* _Supplied material_
◇ ◇ ◇ ◇ ◇

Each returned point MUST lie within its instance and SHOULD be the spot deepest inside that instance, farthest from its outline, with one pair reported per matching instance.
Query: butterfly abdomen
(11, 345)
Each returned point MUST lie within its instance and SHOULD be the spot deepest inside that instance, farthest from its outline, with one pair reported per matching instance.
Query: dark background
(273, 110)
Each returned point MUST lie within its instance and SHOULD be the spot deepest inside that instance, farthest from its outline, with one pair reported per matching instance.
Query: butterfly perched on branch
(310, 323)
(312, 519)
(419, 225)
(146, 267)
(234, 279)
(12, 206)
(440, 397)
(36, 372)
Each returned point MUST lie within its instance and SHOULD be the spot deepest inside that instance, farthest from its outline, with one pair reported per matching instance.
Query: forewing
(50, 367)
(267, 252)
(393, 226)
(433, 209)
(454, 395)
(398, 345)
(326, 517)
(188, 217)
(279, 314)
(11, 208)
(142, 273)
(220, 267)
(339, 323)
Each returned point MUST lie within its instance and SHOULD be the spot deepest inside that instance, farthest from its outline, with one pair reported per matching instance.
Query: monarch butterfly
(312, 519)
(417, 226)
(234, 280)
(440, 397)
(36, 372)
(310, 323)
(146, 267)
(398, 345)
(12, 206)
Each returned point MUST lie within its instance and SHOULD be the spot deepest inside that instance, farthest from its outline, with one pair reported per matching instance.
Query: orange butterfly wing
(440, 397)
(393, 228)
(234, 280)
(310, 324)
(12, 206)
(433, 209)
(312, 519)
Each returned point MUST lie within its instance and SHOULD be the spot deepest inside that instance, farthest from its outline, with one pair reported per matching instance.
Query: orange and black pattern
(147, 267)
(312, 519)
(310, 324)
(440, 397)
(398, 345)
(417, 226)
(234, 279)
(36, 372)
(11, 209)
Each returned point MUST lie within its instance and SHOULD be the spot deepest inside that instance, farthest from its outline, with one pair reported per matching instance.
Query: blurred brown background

◇ ◇ ◇ ◇ ◇

* _Your goal_
Once you have read the records above, set each one down again exactly.

* _Task output_
Each returned point MUST lie within its instance and SHOULD be the spot deepest inside that instance, farthest from its outline, with one pair reported per matching instance.
Query: butterfly abdomen
(11, 345)
Each returned point MUST lie within its instance and SHOULD be the spot deepest inside that instance, farthest from its outline, with one pair reported per matching instance.
Query: dark background
(273, 110)
Each returned point MUST lie within its instance and SHOULD be the spot deepest inside that instance, farthest from its outline, with one pair reported per matching instance.
Query: butterfly perched on branch
(310, 323)
(312, 519)
(419, 225)
(146, 267)
(234, 279)
(12, 206)
(440, 397)
(36, 372)
Each returned point MUST lie within its instance and SHOULD be the spot deepest inside that instance, farthest from its outline, with one pair reported per matching instance.
Query: forewing
(50, 367)
(267, 252)
(393, 226)
(433, 209)
(454, 395)
(398, 345)
(326, 517)
(188, 217)
(279, 314)
(11, 208)
(142, 273)
(220, 267)
(339, 323)
Each returned point MUST lie within its instance and SHOULD be the spot deepest inside that instance, farthest from its outline, with one pair reported per matching instance.
Query: monarch butterfly
(312, 519)
(417, 226)
(234, 280)
(440, 397)
(36, 372)
(310, 323)
(146, 267)
(398, 345)
(12, 206)
Each returned point MUST lie within its instance and SHOULD be the spot deepest inside that instance, farthest from its outline, with one pair reported per matching instance.
Query: orange butterfly wing
(440, 397)
(393, 228)
(234, 280)
(310, 324)
(12, 206)
(433, 209)
(312, 519)
Each returned point MUST lie within its instance and SHOULD be the spot deepest inside that instance, farthest from its outline, with one pair reported per matching instance.
Query: orange and black pattern
(147, 267)
(312, 519)
(310, 324)
(440, 397)
(398, 345)
(417, 226)
(234, 279)
(36, 372)
(11, 209)
Each returned point MUST lie within its instance and SHOULD be the spot deepest inside that instance, farthest from its outline, with one pair reported per matching instance.
Query: blurred brown background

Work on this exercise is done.